[EXTRACTED MATERIAL]
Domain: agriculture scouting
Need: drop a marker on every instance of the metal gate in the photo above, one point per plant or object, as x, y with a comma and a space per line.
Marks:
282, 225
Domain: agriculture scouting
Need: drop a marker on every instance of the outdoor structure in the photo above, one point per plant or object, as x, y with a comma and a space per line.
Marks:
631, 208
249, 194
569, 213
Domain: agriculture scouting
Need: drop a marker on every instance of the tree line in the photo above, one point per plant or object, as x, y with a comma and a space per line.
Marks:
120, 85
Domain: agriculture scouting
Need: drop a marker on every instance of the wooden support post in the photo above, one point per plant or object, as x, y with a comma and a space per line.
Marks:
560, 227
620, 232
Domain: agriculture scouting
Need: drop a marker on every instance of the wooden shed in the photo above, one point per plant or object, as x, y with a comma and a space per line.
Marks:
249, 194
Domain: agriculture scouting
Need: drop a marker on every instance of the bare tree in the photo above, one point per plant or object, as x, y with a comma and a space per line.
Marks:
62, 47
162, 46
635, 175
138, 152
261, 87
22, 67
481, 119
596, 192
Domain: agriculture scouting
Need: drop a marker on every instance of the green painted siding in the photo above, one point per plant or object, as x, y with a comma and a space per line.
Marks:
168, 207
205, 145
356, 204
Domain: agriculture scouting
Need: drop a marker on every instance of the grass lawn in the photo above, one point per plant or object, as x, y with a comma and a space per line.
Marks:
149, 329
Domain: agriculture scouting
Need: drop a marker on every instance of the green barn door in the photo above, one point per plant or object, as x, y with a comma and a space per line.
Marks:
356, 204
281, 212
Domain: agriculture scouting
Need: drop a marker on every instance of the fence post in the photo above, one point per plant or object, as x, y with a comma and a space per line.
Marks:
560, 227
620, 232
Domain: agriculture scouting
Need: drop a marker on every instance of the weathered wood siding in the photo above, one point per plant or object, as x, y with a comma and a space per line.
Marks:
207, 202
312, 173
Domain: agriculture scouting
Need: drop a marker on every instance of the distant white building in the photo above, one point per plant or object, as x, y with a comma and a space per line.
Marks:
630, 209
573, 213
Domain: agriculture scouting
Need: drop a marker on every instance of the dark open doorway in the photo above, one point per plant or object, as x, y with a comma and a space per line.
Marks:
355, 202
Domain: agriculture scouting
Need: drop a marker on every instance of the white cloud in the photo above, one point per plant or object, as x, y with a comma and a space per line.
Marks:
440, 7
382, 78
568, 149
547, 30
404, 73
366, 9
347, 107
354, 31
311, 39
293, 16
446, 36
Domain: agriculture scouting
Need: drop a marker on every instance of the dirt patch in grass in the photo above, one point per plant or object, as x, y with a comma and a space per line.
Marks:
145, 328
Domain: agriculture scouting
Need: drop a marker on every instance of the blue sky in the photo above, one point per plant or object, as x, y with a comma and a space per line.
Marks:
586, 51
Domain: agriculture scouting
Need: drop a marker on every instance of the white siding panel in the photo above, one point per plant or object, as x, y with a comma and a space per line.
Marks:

[REQUIRED WORK]
Your answer must be the lines from the first line of the records through the line containing "Need: drop a marker on every instance of the green barn", copied exactly.

[RESPONSE TO THIS EXERCISE]
Domain: agriculture scouting
Need: drop a marker on every instance of the metal gate in the photo above, one point per plant or object, as x, y with a comma and a space per line.
Marks:
282, 225
Domain: agriculture scouting
Need: drop a marker on every instance of the outdoor structure in the photo above, one point per plant or object, as x, y with a comma and a space per line.
Marks:
631, 208
249, 194
569, 213
Domain: agriculture scouting
Need: drop a marker on every instance of the tree line in the photo above, one point per plant or object, as x, y with a comma and a space per line.
Marks:
120, 85
Domain: agriculture scouting
Need: drop a marker on every instance of the wooden support post in the photo above, one point per plant or object, as x, y with a comma and a space per line.
Marks:
560, 227
620, 232
Domain: agriculture scouting
Need: drop a marker on every instance of the wooden shed in the photo above, one point per plant or object, as x, y with a comma and a space per line.
Marks:
249, 194
Domain: agriculture scouting
Need: drop a marker on every instance of the bare tree in the photo above, one point per plant or object, as x, y with a comma and a space per line.
Marks:
62, 47
162, 46
635, 175
138, 152
261, 87
22, 67
481, 119
596, 192
Domain: agriculture scouting
Need: drop a marker on every instance of the green painted siding in the photo above, one point per plant or object, as x, y with a comma and a space per line.
Marks:
168, 207
205, 145
356, 204
Domain: agriculture scouting
Need: drop a marker on every instance of the grass lawn in the photo above, one point per plant or object, as x, y with a comma and a space per line.
Marks:
149, 329
Domain: agriculture scouting
Need: drop a marker on every instance of the green barn door in the photo above, one point per plant or object, as x, y with a comma and a space per line.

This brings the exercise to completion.